Exercise directions: Copy every line of the records below word for word, leaving out the pictures.

>> Begin Rows

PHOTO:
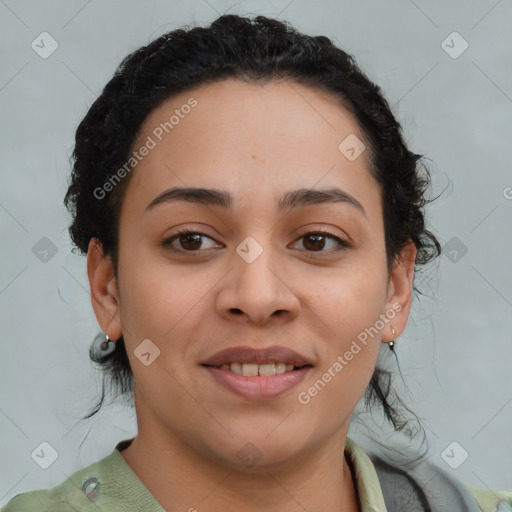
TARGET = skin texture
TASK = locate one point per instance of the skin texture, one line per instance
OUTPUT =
(257, 142)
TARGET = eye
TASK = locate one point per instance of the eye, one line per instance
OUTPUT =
(188, 239)
(316, 240)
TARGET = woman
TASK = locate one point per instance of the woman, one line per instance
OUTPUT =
(252, 220)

>> End Rows

Exercise result:
PHOTO:
TARGET = skin texture
TASK = locate one point per instance of the skin texture, one line per instance
OUTPUT =
(257, 142)
TARGET = eye
TASK = locate one point per instance of the eye, one line per instance
OUTPUT =
(188, 239)
(316, 240)
TARGET = woman
TASK = locate one point per instance of the woman, one line per instance
OUTPUT =
(252, 220)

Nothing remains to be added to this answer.